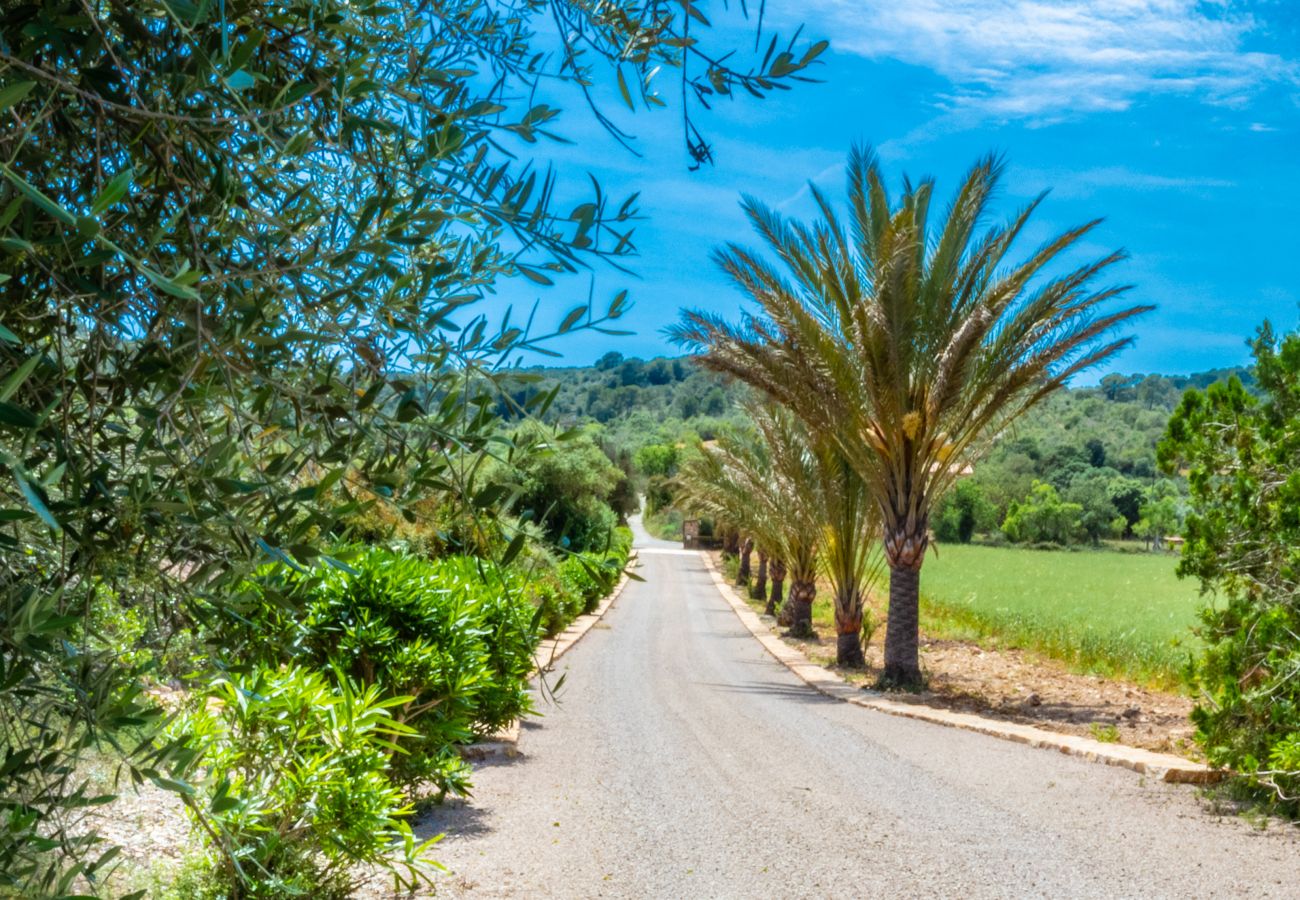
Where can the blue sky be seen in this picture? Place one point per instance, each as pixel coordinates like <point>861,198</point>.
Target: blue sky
<point>1177,121</point>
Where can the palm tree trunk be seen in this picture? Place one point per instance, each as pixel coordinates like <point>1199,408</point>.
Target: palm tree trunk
<point>902,639</point>
<point>746,553</point>
<point>758,591</point>
<point>848,627</point>
<point>800,602</point>
<point>774,600</point>
<point>731,541</point>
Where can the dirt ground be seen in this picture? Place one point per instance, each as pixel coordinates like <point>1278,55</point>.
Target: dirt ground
<point>1022,687</point>
<point>1027,688</point>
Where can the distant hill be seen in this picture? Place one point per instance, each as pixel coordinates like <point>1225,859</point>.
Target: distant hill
<point>1112,425</point>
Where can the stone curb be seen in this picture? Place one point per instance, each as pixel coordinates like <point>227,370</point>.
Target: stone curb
<point>506,743</point>
<point>1162,766</point>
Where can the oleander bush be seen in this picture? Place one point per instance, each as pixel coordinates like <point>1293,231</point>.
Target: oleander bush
<point>289,787</point>
<point>455,636</point>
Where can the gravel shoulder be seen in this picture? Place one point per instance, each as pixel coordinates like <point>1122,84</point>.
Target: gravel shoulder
<point>683,761</point>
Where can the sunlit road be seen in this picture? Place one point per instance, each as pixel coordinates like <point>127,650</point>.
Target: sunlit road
<point>684,762</point>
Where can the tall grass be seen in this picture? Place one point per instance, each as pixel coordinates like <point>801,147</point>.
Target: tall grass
<point>1118,614</point>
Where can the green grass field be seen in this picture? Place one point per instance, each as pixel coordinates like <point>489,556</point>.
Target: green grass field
<point>1109,613</point>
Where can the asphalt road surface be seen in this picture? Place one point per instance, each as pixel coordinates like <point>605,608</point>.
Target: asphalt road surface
<point>683,761</point>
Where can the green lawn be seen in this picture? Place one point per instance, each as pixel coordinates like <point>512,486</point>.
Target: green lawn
<point>1103,611</point>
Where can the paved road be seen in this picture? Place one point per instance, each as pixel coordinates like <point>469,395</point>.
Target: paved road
<point>684,762</point>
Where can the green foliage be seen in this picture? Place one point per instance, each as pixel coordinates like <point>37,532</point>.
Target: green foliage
<point>455,636</point>
<point>239,249</point>
<point>963,511</point>
<point>657,459</point>
<point>1044,518</point>
<point>1243,545</point>
<point>1117,614</point>
<point>289,786</point>
<point>888,334</point>
<point>562,483</point>
<point>1160,513</point>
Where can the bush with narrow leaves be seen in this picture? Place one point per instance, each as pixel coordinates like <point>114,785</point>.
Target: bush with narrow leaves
<point>289,787</point>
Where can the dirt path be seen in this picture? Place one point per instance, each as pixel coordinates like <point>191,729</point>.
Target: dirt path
<point>685,762</point>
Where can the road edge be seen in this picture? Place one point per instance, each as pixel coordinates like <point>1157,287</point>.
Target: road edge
<point>1162,766</point>
<point>506,741</point>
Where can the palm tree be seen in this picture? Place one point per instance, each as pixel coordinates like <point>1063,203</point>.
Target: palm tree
<point>850,549</point>
<point>759,483</point>
<point>911,344</point>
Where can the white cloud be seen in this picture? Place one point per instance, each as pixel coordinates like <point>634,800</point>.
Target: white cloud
<point>1086,182</point>
<point>1052,59</point>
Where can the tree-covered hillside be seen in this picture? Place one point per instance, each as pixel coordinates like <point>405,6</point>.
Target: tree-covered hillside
<point>1079,467</point>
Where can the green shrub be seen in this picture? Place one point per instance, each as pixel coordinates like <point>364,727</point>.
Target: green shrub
<point>456,639</point>
<point>557,600</point>
<point>290,787</point>
<point>1242,457</point>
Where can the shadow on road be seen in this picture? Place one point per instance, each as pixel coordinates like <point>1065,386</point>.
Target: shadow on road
<point>798,692</point>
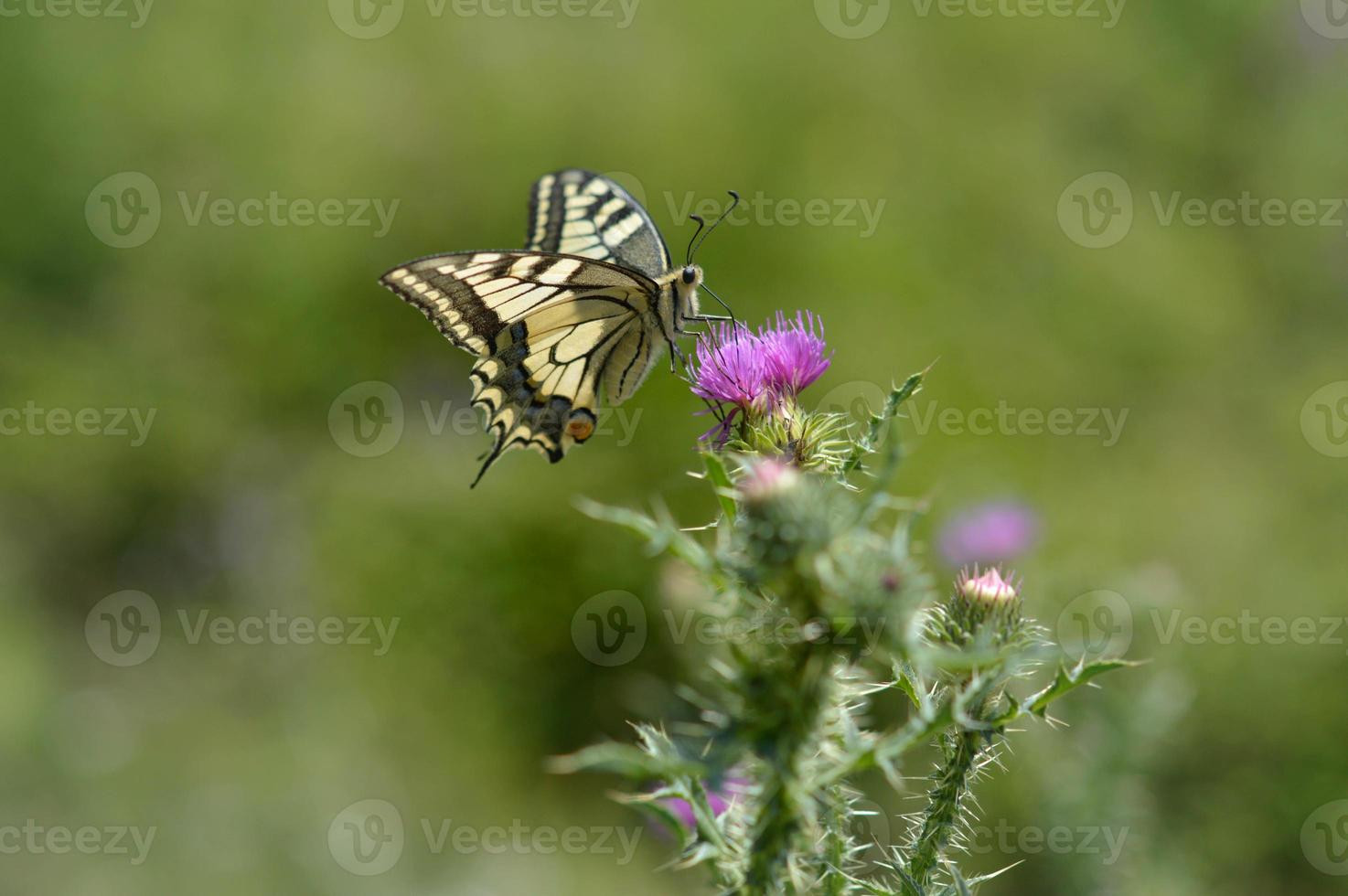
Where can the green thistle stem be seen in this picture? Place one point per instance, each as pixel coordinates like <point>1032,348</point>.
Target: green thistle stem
<point>944,804</point>
<point>779,819</point>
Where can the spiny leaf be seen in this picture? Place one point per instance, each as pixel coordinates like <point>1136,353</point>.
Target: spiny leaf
<point>1069,679</point>
<point>720,480</point>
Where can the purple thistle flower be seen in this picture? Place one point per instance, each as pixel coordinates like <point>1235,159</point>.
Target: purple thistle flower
<point>738,367</point>
<point>730,367</point>
<point>794,352</point>
<point>990,532</point>
<point>720,799</point>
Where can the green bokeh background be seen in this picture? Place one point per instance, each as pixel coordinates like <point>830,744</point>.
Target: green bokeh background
<point>241,501</point>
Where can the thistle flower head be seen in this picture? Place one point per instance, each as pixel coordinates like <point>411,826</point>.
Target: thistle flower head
<point>987,588</point>
<point>768,477</point>
<point>730,367</point>
<point>990,534</point>
<point>735,366</point>
<point>794,352</point>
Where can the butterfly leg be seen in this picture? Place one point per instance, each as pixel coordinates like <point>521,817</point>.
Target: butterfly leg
<point>676,357</point>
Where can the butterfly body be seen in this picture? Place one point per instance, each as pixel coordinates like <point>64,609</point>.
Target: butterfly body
<point>579,315</point>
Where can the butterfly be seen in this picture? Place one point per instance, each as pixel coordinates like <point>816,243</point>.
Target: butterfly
<point>585,309</point>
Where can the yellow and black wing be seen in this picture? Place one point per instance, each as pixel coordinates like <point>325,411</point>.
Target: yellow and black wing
<point>549,330</point>
<point>577,212</point>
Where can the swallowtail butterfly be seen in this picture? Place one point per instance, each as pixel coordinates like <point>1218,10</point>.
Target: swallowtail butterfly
<point>588,306</point>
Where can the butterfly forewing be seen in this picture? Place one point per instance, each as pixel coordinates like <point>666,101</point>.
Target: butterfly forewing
<point>577,212</point>
<point>549,332</point>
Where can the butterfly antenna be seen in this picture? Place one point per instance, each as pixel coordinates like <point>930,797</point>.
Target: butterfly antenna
<point>691,248</point>
<point>701,224</point>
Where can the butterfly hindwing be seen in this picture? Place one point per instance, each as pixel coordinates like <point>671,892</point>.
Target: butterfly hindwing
<point>549,332</point>
<point>577,212</point>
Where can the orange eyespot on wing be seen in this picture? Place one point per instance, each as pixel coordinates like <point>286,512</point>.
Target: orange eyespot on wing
<point>580,424</point>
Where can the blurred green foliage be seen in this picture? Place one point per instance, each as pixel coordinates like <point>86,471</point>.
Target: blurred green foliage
<point>241,501</point>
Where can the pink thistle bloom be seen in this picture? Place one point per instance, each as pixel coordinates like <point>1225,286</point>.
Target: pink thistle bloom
<point>989,588</point>
<point>990,532</point>
<point>733,366</point>
<point>730,367</point>
<point>794,352</point>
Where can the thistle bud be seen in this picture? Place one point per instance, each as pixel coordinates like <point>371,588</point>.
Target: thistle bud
<point>989,588</point>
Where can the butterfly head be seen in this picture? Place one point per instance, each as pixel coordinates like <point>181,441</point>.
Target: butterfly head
<point>685,292</point>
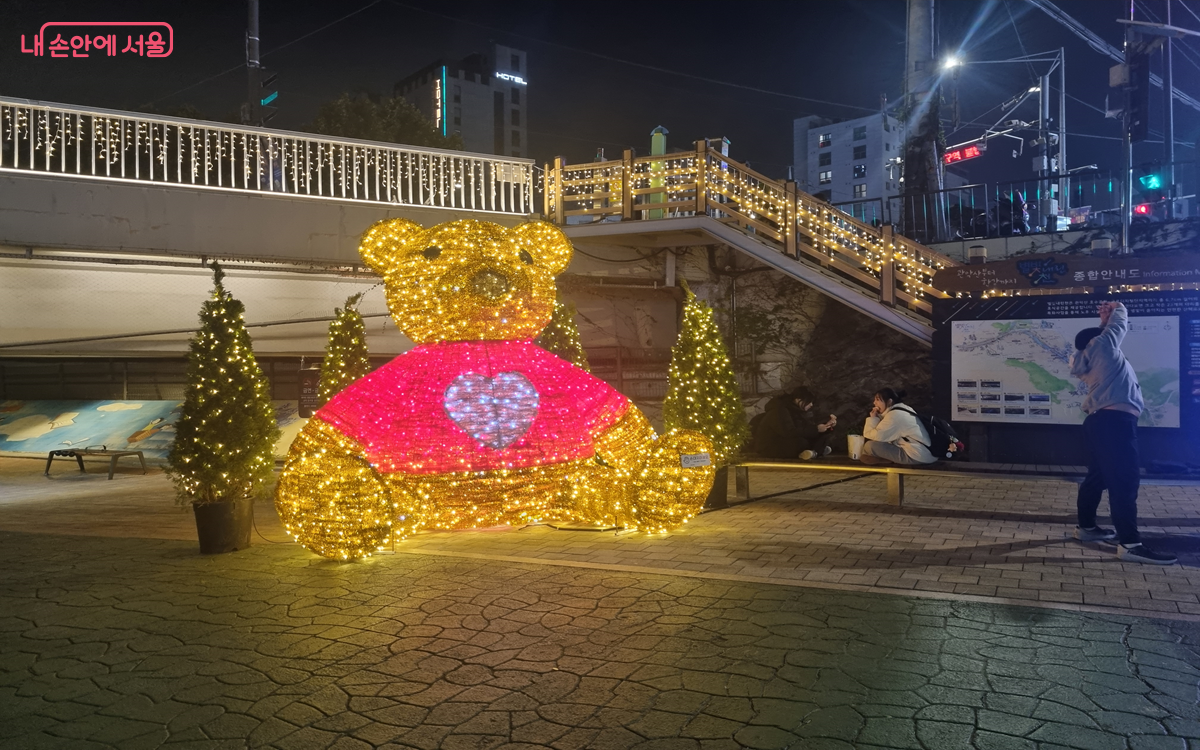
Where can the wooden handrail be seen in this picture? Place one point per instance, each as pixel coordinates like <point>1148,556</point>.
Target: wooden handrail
<point>707,184</point>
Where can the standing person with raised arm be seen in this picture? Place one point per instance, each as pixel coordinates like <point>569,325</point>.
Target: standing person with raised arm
<point>1114,403</point>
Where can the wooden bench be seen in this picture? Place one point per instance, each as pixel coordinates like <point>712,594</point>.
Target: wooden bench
<point>895,474</point>
<point>102,450</point>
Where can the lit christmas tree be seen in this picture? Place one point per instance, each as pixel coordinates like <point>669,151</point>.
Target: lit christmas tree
<point>226,435</point>
<point>702,393</point>
<point>562,336</point>
<point>346,354</point>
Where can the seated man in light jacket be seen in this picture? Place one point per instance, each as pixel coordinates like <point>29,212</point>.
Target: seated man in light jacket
<point>893,432</point>
<point>1114,403</point>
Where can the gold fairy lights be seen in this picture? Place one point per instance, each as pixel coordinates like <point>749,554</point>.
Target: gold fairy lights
<point>477,426</point>
<point>597,189</point>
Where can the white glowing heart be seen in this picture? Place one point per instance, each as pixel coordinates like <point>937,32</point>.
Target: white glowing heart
<point>496,412</point>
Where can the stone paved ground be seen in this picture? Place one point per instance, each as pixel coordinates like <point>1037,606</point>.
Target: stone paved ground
<point>115,634</point>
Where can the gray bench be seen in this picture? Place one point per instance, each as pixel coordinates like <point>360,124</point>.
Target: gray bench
<point>895,474</point>
<point>79,453</point>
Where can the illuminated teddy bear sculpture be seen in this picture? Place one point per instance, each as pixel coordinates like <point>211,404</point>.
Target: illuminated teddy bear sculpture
<point>478,426</point>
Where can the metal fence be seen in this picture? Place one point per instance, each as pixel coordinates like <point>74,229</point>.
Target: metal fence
<point>706,183</point>
<point>39,137</point>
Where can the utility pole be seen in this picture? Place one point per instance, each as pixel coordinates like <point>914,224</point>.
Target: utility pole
<point>1063,180</point>
<point>251,112</point>
<point>1047,208</point>
<point>922,162</point>
<point>1127,143</point>
<point>1168,123</point>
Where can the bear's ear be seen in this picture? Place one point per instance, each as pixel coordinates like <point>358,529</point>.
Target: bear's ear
<point>550,245</point>
<point>378,247</point>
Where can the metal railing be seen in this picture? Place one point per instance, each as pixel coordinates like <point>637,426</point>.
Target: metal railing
<point>703,183</point>
<point>47,138</point>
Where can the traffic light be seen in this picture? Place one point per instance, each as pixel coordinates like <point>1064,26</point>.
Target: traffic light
<point>269,93</point>
<point>1138,93</point>
<point>1150,185</point>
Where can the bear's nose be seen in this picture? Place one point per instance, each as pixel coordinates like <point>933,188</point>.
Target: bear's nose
<point>489,283</point>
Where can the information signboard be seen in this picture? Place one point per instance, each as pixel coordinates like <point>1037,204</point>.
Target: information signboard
<point>1009,358</point>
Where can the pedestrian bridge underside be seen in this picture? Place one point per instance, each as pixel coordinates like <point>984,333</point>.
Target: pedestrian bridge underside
<point>87,185</point>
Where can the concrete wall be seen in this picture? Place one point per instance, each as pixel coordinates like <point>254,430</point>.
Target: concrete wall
<point>70,213</point>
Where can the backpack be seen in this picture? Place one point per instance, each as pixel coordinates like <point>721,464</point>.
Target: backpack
<point>943,443</point>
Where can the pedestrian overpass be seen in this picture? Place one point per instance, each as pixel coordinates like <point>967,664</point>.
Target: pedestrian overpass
<point>84,185</point>
<point>702,197</point>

> [Instructions for the task] Reproduce everything from the line containing "Where can the dirt ground" down to the line containing "<point>1118,614</point>", both ends included. Keep the requests unchanged, including their sample coordinates, but multiply every answer point coordinate by 1.1 and round it to a whole number, with halves rounded up. Output only those lines.

> [Response below]
Where can the dirt ground be seen in this picture? Place one point per instance, each as pixel coordinates like <point>1278,55</point>.
Target: dirt ground
<point>1124,756</point>
<point>1130,757</point>
Where can the distant hill be seen in this picture? Place one point per instance, each as pixel coordinates like <point>1225,859</point>.
Target: distant hill
<point>1223,468</point>
Where can the stone curb be seen in this picture? Place one point per instance, each as pixel coordinates like <point>227,370</point>.
Target: stone curb
<point>557,817</point>
<point>1278,843</point>
Where can the oleander bush be seen in this picture? Place one point per instance, each as pixel coordinates like <point>1293,231</point>.
Target: oleander bush
<point>318,866</point>
<point>501,700</point>
Where can the gravel shoulder be seen in this picture? Place one point per instance, each as pixel coordinates like <point>1122,84</point>.
Target: gravel shoulder
<point>751,837</point>
Where can the sunlit road be seen in this picture? Place one point per instance, each as pixel coordinates like <point>127,650</point>.
Target: sunlit road
<point>752,838</point>
Where can the tall grass be seen in this picture? Place one point per instance, each as pixel coordinates like <point>801,147</point>.
Target: tall grass
<point>1230,675</point>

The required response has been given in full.